[Written request A]
Answer these questions about the post on collecting robot data by teleoperation:
(i) Which two policies does the post say LeRobot provides?
(ii) What cons does the table list for the scripted policy method?
(iii) Which robot does the robosuite code set up?
[Written request B] From the teleoperation post, pull out word for word the part that opens with the words containing "Introduction: Data Is" and closes with "Why Teleoperation?".
[Written request C] Continue the post on teleoperation data collection for LeRobot, picking up right after its last line.

Introduction: Data Is the Fuel of Robot Learning
If you've read the previous post about the LeRobot Framework, you know that LeRobot provides powerful policies like ACT and Diffusion Policy. But no matter how good a policy is, it's useless without quality data. In imitation learning, data consists of demonstrations — instances where you "show" the robot how to perform a task.
This post — the second in the VLA & LeRobot Mastery series — will guide you through collecting data via teleoperation in simulation environments. We'll go from initial setup to a complete dataset ready for training.
Why Teleoperation?
There are three main ways to collect data for robot learning:
| Method | Pros | Cons |
|---|---|---|
| Teleoperation | High quality, controllable | Time-consuming, needs operator |
| Scripted Policy | Fast, automated | Unnatural, limited diversity |
| Autonomous (RL) | No human needed | Needs reward design, less stable |
Teleoperation — where a human directly controls the robot through a controller — produces the most natural data. Humans know how to grasp objects efficiently, and the natural diversity in control patterns helps policies learn better.
Setting Up the Simulation Environment
Installing Dependencies
# Install LeRobot with simulation support
pip install lerobot[simulation]
# Or install MuJoCo separately
pip install mujoco gymnasium-robotics
# Install robosuite (optional, many task environments)
pip install robosuite
# Verify MuJoCo works
python -c "import mujoco; print(f'MuJoCo version: {mujoco.__version__}')"
Choosing the Right Environment
LeRobot supports multiple simulators, each with its own advantages:
# MuJoCo — Most accurate physics, most popular
import mujoco
import mujoco.viewer
# robosuite — Many ready-made task environments
import robosuite as suite
env = suite.make(
env_name="Lift", # Task: lift a cube
robots="Panda", # Franka Panda robot
has_renderer=True, # Render for viewing
has_offscreen_renderer=True, # Offscreen for camera obs
use_camera_obs=True, # Use camera observations
camera_names=["agentview", "robot0_eye_in_hand"],
camera_heights=480,
camera_widths=640,
)

[Provided data]
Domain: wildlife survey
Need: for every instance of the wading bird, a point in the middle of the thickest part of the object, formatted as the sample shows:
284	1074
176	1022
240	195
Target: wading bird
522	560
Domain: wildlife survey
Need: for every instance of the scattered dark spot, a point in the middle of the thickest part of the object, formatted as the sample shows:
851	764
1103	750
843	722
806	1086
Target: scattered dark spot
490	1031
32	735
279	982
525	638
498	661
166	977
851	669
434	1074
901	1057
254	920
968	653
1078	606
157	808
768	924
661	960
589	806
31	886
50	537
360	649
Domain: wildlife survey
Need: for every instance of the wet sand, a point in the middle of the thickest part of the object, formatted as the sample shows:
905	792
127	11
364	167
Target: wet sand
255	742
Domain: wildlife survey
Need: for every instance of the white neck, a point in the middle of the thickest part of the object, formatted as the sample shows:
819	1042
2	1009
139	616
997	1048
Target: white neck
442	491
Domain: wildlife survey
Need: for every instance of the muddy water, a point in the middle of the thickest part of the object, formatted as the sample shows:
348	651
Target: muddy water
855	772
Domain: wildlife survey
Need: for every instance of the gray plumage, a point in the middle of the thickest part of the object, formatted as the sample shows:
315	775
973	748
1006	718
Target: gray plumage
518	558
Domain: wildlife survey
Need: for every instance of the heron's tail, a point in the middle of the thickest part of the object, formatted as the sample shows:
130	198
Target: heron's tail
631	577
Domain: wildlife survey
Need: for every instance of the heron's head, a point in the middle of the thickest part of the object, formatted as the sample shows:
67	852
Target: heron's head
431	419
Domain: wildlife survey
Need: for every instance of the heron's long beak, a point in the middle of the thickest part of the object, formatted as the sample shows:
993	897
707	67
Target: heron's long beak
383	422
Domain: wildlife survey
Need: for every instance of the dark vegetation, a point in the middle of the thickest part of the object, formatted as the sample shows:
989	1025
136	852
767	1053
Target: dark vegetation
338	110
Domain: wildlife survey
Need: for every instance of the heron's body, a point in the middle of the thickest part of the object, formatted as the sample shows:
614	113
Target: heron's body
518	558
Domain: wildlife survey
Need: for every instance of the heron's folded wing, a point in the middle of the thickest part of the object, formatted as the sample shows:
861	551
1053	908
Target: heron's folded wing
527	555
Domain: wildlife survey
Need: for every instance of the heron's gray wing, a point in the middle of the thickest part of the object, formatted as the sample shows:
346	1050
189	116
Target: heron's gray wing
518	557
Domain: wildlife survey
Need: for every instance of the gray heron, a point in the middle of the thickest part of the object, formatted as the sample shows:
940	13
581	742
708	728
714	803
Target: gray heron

[Final result A]
(i) ACT and Diffusion Policy.
(ii) Unnatural, limited diversity.
(iii) The Franka Panda robot ("Panda").

[Final result B]
Introduction: Data Is the Fuel of Robot Learning
If you've read the previous post about the LeRobot Framework, you know that LeRobot provides powerful policies like ACT and Diffusion Policy. But no matter how good a policy is, it's useless without quality data. In imitation learning, data consists of demonstrations — instances where you "show" the robot how to perform a task.
This post — the second in the VLA & LeRobot Mastery series — will guide you through collecting data via teleoperation in simulation environments. We'll go from initial setup to a complete dataset ready for training.
Why Teleoperation?

[Final result C]
# Gymnasium Robotics — Standard interface
import gymnasium as gym
env = gym.make("FrankaPickAndPlace-v3", render_mode="human")
Setting Up Teleoperation
Keyboard Teleoperation (Simplest)
import numpy as np
import gymnasium as gym
class KeyboardTeleop:
"""Control robot with keyboard — suitable for simple 2D tasks."""
def __init__(self):
self.action = np.zeros(4) # [dx, dy, dz, gripper]
self.speed = 0.05
self.running = True
def get_action_from_key(self, key):
"""Map key presses to actions."""
action = np.zeros(4)
key_map = {
'w': (0, self.speed), # Forward
's': (0, -self.speed), # Backward
'a': (1, -self.speed), # Left
'd': (1, self.speed), # Right
'q': (2, self.speed), # Up
'e': (2, -self.speed), # Down
'g': (3, 1.0), # Gripper close
'r': (3, -1.0), # Gripper open
}
if key in key_map:
idx, val = key_map[key]
action[idx] = val
return action
def record_keyboard_episode(env, teleop, max_steps=500):
"""Record a single episode controlled by keyboard."""
obs, info = env.reset()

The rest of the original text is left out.